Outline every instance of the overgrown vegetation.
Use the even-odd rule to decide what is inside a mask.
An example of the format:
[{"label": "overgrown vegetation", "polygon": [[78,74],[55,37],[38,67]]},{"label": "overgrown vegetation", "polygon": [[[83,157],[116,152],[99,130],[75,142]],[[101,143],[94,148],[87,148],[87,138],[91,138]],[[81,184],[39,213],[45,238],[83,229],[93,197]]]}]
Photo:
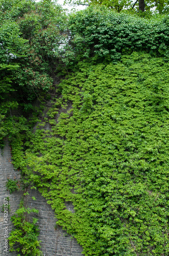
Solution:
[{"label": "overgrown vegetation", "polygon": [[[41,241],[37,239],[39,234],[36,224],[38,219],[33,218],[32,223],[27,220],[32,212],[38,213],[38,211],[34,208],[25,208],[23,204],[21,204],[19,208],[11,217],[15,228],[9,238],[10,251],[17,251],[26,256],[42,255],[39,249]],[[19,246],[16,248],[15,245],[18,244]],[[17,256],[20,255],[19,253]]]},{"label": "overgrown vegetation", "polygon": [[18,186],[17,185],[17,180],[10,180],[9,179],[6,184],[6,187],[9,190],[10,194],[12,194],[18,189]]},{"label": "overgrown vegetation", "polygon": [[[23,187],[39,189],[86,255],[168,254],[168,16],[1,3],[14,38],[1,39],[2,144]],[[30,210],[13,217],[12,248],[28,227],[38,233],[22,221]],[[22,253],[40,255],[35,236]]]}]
********
[Work required]: Can you find every line in the entries that contains the word "Outline", with case counting, and copy each of those lines?

[Task response]:
Outline every instance of the overgrown vegetation.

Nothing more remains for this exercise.